WHAT NEEDS TO BE DONE: Skip every line before the one containing "185], [410, 269]]]", then copy that line and the rest of the entries below exactly, through the last line.

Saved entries
—————
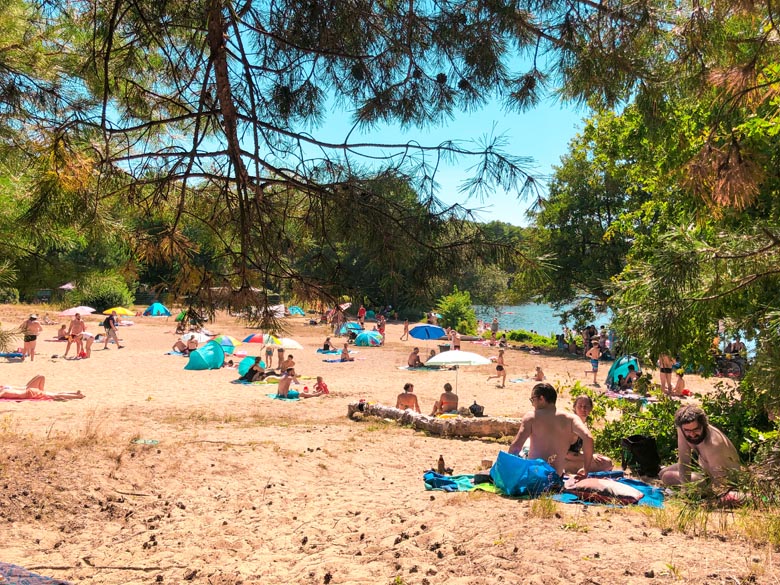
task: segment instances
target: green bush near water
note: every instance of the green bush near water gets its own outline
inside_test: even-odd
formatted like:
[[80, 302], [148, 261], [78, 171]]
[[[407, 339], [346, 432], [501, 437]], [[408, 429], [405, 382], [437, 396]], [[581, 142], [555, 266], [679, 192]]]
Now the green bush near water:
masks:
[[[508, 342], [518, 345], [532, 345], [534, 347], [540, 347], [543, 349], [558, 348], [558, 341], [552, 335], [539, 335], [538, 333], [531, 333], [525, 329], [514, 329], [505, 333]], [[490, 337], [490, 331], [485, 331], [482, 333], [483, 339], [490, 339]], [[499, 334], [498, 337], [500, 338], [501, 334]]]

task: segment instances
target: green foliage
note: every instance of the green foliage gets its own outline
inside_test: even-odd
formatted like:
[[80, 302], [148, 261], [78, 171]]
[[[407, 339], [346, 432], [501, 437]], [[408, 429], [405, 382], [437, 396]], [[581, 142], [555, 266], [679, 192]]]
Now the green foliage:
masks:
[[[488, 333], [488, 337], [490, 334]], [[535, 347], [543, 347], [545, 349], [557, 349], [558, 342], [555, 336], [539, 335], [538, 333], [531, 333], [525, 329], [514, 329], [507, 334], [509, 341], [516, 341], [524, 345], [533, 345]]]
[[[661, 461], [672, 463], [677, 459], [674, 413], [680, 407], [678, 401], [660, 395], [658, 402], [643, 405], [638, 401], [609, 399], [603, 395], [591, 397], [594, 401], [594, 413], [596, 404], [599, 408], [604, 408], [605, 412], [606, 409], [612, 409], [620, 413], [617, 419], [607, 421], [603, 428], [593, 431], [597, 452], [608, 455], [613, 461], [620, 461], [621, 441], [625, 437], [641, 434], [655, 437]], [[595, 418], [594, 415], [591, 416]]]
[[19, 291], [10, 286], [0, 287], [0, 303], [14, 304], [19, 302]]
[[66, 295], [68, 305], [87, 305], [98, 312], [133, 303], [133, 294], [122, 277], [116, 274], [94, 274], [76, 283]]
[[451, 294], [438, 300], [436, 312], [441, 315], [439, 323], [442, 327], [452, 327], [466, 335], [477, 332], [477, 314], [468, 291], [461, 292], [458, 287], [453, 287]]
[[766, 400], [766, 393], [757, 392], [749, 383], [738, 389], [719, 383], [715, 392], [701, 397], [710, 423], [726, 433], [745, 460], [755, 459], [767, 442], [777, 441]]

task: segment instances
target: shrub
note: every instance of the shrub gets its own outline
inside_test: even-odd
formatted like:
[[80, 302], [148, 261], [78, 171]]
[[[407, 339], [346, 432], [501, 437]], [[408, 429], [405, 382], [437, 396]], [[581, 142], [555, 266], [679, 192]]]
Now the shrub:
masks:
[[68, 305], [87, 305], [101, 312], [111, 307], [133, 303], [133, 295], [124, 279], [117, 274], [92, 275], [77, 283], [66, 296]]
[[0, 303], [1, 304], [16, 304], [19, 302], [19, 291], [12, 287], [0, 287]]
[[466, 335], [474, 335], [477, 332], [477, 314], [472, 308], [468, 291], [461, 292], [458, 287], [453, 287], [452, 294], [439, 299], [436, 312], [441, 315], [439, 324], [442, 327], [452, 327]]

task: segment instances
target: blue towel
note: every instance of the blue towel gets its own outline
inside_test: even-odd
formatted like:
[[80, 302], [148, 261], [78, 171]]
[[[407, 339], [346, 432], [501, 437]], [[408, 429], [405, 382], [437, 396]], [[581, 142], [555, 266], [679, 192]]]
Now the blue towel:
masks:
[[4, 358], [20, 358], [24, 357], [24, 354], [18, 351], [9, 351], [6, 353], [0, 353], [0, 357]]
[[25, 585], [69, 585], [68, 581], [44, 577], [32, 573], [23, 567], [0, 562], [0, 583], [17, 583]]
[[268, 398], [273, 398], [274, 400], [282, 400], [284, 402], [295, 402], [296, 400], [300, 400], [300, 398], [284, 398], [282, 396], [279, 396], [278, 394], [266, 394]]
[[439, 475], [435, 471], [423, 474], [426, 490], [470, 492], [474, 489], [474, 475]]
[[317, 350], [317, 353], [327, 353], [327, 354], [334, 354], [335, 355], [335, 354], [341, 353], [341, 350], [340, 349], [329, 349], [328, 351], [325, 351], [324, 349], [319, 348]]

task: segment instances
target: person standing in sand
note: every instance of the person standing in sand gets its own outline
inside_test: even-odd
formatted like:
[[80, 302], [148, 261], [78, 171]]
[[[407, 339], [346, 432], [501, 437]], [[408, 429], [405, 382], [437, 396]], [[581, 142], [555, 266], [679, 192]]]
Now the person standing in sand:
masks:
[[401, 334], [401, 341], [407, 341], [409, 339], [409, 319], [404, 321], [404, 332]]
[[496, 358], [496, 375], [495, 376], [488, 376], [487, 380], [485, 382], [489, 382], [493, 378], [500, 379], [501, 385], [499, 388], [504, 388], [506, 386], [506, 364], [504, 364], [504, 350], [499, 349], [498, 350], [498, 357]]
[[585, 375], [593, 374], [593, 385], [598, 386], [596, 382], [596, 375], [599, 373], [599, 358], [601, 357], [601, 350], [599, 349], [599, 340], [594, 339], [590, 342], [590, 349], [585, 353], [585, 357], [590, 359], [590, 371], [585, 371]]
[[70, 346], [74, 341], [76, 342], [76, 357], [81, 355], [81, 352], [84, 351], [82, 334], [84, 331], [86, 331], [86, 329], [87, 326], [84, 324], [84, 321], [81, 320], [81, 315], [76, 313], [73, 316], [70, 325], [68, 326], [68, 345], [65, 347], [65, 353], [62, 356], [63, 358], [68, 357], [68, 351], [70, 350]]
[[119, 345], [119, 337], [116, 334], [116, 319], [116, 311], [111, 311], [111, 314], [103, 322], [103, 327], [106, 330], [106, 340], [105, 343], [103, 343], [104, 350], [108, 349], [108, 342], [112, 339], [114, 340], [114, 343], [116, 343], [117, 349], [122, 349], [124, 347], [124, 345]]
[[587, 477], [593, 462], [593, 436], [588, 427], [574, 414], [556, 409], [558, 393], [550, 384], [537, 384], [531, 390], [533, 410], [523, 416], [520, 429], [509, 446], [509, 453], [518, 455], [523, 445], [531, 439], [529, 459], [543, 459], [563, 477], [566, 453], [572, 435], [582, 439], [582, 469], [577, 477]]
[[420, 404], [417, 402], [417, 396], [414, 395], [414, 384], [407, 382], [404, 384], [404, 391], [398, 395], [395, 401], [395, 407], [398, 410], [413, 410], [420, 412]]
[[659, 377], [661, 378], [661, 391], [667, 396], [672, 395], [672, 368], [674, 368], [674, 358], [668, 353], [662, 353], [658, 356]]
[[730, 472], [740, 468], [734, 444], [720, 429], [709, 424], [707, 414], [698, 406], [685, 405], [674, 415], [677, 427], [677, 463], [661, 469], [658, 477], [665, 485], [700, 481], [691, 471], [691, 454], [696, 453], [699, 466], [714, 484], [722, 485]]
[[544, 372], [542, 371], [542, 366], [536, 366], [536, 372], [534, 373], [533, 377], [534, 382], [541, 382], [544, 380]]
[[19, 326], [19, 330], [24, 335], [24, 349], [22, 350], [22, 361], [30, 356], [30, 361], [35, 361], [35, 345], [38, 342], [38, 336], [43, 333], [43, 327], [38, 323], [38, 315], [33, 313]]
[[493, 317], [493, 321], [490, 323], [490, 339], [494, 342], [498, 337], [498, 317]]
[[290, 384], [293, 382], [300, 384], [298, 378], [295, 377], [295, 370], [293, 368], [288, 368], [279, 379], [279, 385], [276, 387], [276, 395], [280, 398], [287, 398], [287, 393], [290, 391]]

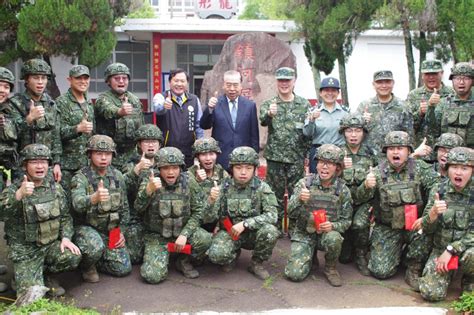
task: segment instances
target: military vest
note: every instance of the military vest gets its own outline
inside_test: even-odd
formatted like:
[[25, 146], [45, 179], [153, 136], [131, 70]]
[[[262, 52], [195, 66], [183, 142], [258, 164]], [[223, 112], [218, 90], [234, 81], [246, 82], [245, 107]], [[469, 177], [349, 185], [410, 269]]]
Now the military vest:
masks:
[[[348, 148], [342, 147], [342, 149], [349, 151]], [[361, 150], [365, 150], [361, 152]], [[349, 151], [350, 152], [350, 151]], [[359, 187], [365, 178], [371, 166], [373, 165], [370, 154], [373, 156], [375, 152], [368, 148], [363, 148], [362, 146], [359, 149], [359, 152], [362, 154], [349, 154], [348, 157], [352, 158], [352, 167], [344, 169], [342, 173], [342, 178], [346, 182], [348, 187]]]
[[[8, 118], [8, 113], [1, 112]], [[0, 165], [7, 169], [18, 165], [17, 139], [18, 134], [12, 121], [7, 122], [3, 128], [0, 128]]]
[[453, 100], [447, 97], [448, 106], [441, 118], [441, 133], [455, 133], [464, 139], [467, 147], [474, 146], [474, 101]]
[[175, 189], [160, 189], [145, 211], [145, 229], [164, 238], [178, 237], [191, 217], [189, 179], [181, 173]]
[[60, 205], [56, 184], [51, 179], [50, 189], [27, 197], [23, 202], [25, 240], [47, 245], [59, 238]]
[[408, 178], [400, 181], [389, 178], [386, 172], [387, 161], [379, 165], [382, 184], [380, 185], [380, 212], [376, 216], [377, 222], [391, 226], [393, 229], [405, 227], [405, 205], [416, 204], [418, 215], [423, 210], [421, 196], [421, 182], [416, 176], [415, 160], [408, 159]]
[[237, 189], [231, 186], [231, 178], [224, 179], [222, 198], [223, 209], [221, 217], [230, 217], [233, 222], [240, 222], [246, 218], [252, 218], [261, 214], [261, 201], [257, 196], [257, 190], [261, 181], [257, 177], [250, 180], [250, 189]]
—————
OUTPUT:
[[[262, 52], [195, 66], [183, 142], [258, 164]], [[223, 112], [218, 90], [234, 81], [246, 82], [245, 107]], [[469, 177], [349, 185], [410, 269]]]
Now the military vest:
masks:
[[[348, 148], [342, 147], [342, 149], [349, 151]], [[361, 150], [365, 150], [361, 152]], [[349, 151], [350, 152], [350, 151]], [[359, 187], [365, 178], [371, 166], [373, 165], [370, 154], [373, 156], [375, 152], [368, 148], [363, 148], [362, 146], [359, 149], [359, 152], [362, 154], [349, 154], [348, 157], [352, 158], [352, 167], [344, 169], [342, 173], [342, 178], [346, 182], [348, 187]]]
[[[8, 118], [8, 113], [1, 112]], [[0, 165], [7, 169], [18, 165], [17, 139], [18, 134], [12, 121], [7, 122], [3, 128], [0, 128]]]
[[453, 100], [447, 97], [448, 106], [441, 118], [441, 133], [455, 133], [464, 139], [467, 147], [474, 146], [474, 101]]
[[175, 189], [160, 189], [145, 211], [145, 229], [164, 238], [178, 237], [191, 217], [189, 179], [181, 173]]
[[60, 205], [56, 184], [51, 179], [50, 189], [27, 197], [23, 202], [25, 240], [47, 245], [59, 238]]
[[408, 178], [400, 181], [389, 178], [386, 172], [387, 161], [379, 165], [382, 184], [380, 185], [380, 212], [376, 216], [377, 222], [391, 226], [393, 229], [405, 227], [405, 205], [416, 204], [418, 215], [423, 210], [421, 196], [421, 182], [416, 176], [415, 160], [408, 159]]
[[237, 189], [231, 186], [231, 178], [224, 179], [222, 198], [223, 209], [221, 217], [230, 217], [233, 222], [240, 222], [246, 218], [252, 218], [261, 214], [261, 201], [257, 196], [257, 190], [261, 181], [257, 177], [250, 180], [250, 189]]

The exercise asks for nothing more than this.